Saved entries:
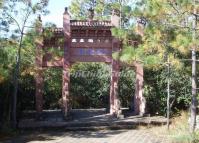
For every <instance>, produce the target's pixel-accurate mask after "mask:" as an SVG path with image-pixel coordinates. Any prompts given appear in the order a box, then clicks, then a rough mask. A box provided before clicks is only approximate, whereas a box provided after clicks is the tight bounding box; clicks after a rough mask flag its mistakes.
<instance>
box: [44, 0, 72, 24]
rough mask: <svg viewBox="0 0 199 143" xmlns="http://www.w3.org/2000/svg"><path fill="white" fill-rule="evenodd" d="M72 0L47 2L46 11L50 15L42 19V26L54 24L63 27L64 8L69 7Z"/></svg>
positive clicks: (44, 17)
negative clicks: (47, 24) (47, 5)
mask: <svg viewBox="0 0 199 143" xmlns="http://www.w3.org/2000/svg"><path fill="white" fill-rule="evenodd" d="M71 1H72V0H49V5H48V10H49V11H50V14H48V15H47V16H43V17H42V21H43V24H45V23H46V22H52V23H55V24H56V25H57V26H58V27H62V26H63V13H64V8H65V7H68V6H69V5H70V3H71Z"/></svg>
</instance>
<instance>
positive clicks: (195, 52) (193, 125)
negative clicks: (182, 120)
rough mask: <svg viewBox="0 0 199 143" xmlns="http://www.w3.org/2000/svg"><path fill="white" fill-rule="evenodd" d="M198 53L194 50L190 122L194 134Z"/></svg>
mask: <svg viewBox="0 0 199 143" xmlns="http://www.w3.org/2000/svg"><path fill="white" fill-rule="evenodd" d="M196 108H197V99H196V51H195V49H193V50H192V97H191V120H190V130H191V132H192V133H193V132H194V131H195V126H196Z"/></svg>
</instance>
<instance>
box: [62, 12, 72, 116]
mask: <svg viewBox="0 0 199 143" xmlns="http://www.w3.org/2000/svg"><path fill="white" fill-rule="evenodd" d="M63 30H64V40H65V43H64V59H63V77H62V79H63V85H62V111H63V114H64V117H65V118H67V116H68V113H69V84H70V44H71V36H70V35H71V34H70V15H69V13H68V9H67V8H65V12H64V14H63Z"/></svg>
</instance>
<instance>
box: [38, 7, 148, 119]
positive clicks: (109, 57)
mask: <svg viewBox="0 0 199 143" xmlns="http://www.w3.org/2000/svg"><path fill="white" fill-rule="evenodd" d="M118 26H119V17H118V16H117V15H115V14H112V16H111V20H110V21H95V20H92V19H90V20H71V19H70V15H69V13H68V10H67V8H66V9H65V12H64V15H63V28H54V29H53V28H51V29H43V28H42V22H41V20H40V24H39V25H38V27H37V32H38V33H39V34H40V35H41V36H43V35H45V34H42V33H45V31H50V32H51V33H52V35H51V36H50V38H49V37H48V36H43V38H41V37H40V38H38V40H36V45H37V46H36V67H37V74H36V94H35V96H36V110H37V113H38V114H41V113H42V110H43V97H42V93H43V84H44V83H43V82H44V74H43V69H44V68H47V67H61V68H62V69H63V76H62V79H63V85H62V86H63V87H62V103H63V113H64V116H65V117H67V115H68V113H69V110H70V107H69V86H70V73H69V70H70V67H71V65H72V64H73V63H75V62H105V63H107V64H111V67H112V68H111V69H112V70H111V87H110V114H112V115H118V114H120V104H119V103H120V102H119V98H118V79H119V71H120V67H121V64H120V62H119V60H117V59H113V58H112V54H113V53H114V52H119V51H120V50H121V42H120V41H119V40H118V39H117V38H115V37H113V36H112V33H111V28H113V27H118ZM41 39H42V40H41ZM49 48H54V50H62V51H63V56H60V57H55V56H53V53H52V52H48V49H49ZM132 66H133V67H134V68H135V72H136V85H135V96H134V97H135V98H134V112H135V114H144V112H145V100H144V97H143V67H142V65H141V64H139V63H138V62H134V63H133V64H132Z"/></svg>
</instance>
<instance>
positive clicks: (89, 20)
mask: <svg viewBox="0 0 199 143" xmlns="http://www.w3.org/2000/svg"><path fill="white" fill-rule="evenodd" d="M88 11H89V17H88V18H89V21H93V19H94V16H95V12H94V9H93V8H90V9H88Z"/></svg>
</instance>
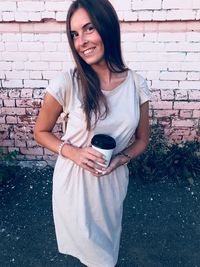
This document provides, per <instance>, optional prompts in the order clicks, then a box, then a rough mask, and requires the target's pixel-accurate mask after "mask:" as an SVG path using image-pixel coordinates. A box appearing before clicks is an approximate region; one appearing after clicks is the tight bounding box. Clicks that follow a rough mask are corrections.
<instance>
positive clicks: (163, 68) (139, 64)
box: [129, 62, 168, 71]
mask: <svg viewBox="0 0 200 267" xmlns="http://www.w3.org/2000/svg"><path fill="white" fill-rule="evenodd" d="M129 66H130V68H133V69H134V70H138V71H141V70H142V71H149V70H151V71H156V70H159V71H161V70H167V67H168V64H167V62H130V63H129Z"/></svg>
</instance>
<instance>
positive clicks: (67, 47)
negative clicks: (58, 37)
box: [57, 43, 69, 52]
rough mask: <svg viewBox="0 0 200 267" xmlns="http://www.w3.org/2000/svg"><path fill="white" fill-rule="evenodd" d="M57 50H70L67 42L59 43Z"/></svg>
mask: <svg viewBox="0 0 200 267" xmlns="http://www.w3.org/2000/svg"><path fill="white" fill-rule="evenodd" d="M57 51H58V52H66V51H69V47H68V45H67V44H66V43H58V45H57Z"/></svg>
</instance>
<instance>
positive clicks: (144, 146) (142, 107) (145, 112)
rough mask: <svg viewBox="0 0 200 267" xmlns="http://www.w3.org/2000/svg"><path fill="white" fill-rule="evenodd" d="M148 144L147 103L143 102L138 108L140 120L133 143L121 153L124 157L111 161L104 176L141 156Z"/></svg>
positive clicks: (122, 151)
mask: <svg viewBox="0 0 200 267" xmlns="http://www.w3.org/2000/svg"><path fill="white" fill-rule="evenodd" d="M148 143H149V102H145V103H144V104H142V105H141V106H140V120H139V124H138V127H137V129H136V132H135V141H134V143H133V144H131V145H130V146H129V147H127V148H126V149H124V150H123V151H122V152H123V153H124V154H126V155H128V157H126V156H124V155H122V154H121V155H117V156H116V157H114V158H113V160H112V161H111V163H110V165H109V167H108V169H107V170H106V173H105V174H109V173H111V172H112V171H113V170H114V169H116V168H117V167H119V166H121V165H124V164H126V163H128V161H129V160H130V159H133V158H136V157H137V156H139V155H140V154H142V153H143V152H144V151H145V150H146V148H147V146H148Z"/></svg>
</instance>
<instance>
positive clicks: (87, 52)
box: [83, 47, 95, 55]
mask: <svg viewBox="0 0 200 267" xmlns="http://www.w3.org/2000/svg"><path fill="white" fill-rule="evenodd" d="M94 50H95V47H92V48H89V49H86V50H85V51H83V54H84V55H89V54H91V53H93V51H94Z"/></svg>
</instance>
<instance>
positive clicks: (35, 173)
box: [0, 167, 200, 267]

- [Try it]: The span to give again runs from the line with "positive clicks: (122, 151)" through the last line of the records above; reproduce it exactly and nothing more.

- [Completed task]:
positive clicks: (122, 151)
mask: <svg viewBox="0 0 200 267" xmlns="http://www.w3.org/2000/svg"><path fill="white" fill-rule="evenodd" d="M148 143H149V102H145V103H144V104H142V105H141V106H140V120H139V124H138V127H137V129H136V132H135V141H134V143H133V144H131V145H130V146H129V147H127V148H126V149H124V150H123V151H122V152H123V153H124V154H126V155H128V157H126V156H124V155H122V154H121V155H117V156H116V157H114V158H113V160H112V161H111V163H110V165H109V167H108V169H107V170H106V173H105V174H109V173H111V172H112V171H113V170H114V169H116V168H117V167H119V166H121V165H124V164H126V163H128V161H129V160H130V159H133V158H136V157H137V156H139V155H140V154H142V153H143V152H144V151H145V150H146V148H147V146H148Z"/></svg>
</instance>
<instance>
positive clicks: (87, 52)
box: [83, 47, 95, 55]
mask: <svg viewBox="0 0 200 267" xmlns="http://www.w3.org/2000/svg"><path fill="white" fill-rule="evenodd" d="M94 50H95V47H92V48H89V49H86V50H85V51H83V54H84V55H89V54H91V53H93V51H94Z"/></svg>
</instance>
<instance>
positive clicks: (35, 173)
box: [0, 167, 200, 267]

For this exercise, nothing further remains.